Au premier coup d'oeil, cependant, elle paraît extrêmement simple. On paye une rente, dit-on, pour un terrain de première qualité qui rapporte 100 quarters, en retour d'une quantité donnée de travail, lorsqu'il devient nécessaire, avec l'accroissement de la population, de cultiver le terrain de seconde qualité pouvant ne rapporter que 90 quarters, en retour de la même quantité de travail ; et le montant de la rente que l'on reçoit ainsi, pour le n° 1, est égal à la différence qui existe entre leurs produits respectifs. Aucune proposition n'a pu être destinée à commander un assentiment plus général. Tout individu qui l'entend énoncer aperçoit autour de lui un terrain qui paye une rente, et voit également que celui qui donne 40 boisseaux par acre paye un revenu plus considérable que le terrain qui n'en donne que 30, et que cette différence est presque équivalente à la différence du produit. Il devient immédiatement disciple de M. Ricardo, et admet que la raison pour laquelle on paye certains prix en retour de l'usage de la terre, c'est qu'il existe des sols de diverses qualités, lorsque assurément il regarderait comme souverainement absurde l'individu qui entreprendrait de lui prouver qu'on paye les boeufs certains prix, parce que l'un de ces animaux est plus pesant qu'un autre ; qu'on paye des rentes pour des maisons, parce que quelques-unes pourront loger 20 personnes, tandis que d'autres n'en logeront que 10, ou que tous les navires peuvent prendre du fret, parce que quelques-uns ont une capacité différente des autres.
Tout le système, ainsi que le lecteur s'en apercevra, est basé sur l'affirmation de l'existence d'un fait : à savoir, qu'au commencement de la mise en culture, lorsque la population est peu nombreuse, et que, conséquemment, la terre est abondante, les terrains les plus fertiles, ceux que leurs qualités rendent propres à rémunérer le plus largement une quantité donnée de travail, sont les seuls cultivés. Un fait semblable existe ou n'existe pas ; s'il n'existe pas, tout le système s'écroule. On se propose en ce moment de démontrer qu'il n'existe en aucune façon, et qu'il serait contraire à la nature des choses qu'il en fût, ou que jamais il pût en avoir été ainsi.

ENTRÉES FOURNIES:
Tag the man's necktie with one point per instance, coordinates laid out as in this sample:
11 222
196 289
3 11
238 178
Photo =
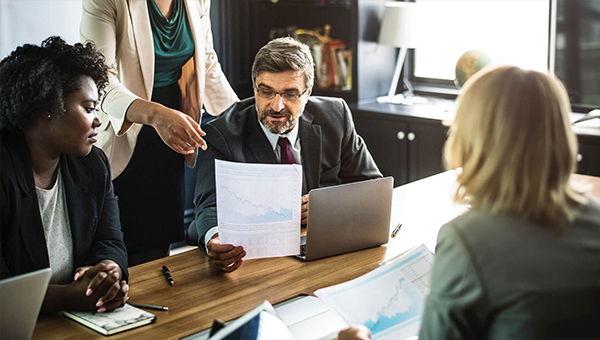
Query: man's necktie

--

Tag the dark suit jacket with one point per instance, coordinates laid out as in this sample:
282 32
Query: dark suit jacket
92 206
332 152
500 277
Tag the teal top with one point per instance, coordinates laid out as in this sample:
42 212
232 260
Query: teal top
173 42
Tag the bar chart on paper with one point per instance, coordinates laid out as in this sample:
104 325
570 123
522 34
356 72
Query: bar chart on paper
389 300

CONSIGNE:
Reproduisez sans modification le passage de l'extrait sur la théorie de la rente situé entre « Tout le système, ainsi » et « avoir été ainsi. », bornes incluses. La liste ci-dessus n'est pas requise.

SORTIE ATTENDUE:
Tout le système, ainsi que le lecteur s'en apercevra, est basé sur l'affirmation de l'existence d'un fait : à savoir, qu'au commencement de la mise en culture, lorsque la population est peu nombreuse, et que, conséquemment, la terre est abondante, les terrains les plus fertiles, ceux que leurs qualités rendent propres à rémunérer le plus largement une quantité donnée de travail, sont les seuls cultivés. Un fait semblable existe ou n'existe pas ; s'il n'existe pas, tout le système s'écroule. On se propose en ce moment de démontrer qu'il n'existe en aucune façon, et qu'il serait contraire à la nature des choses qu'il en fût, ou que jamais il pût en avoir été ainsi.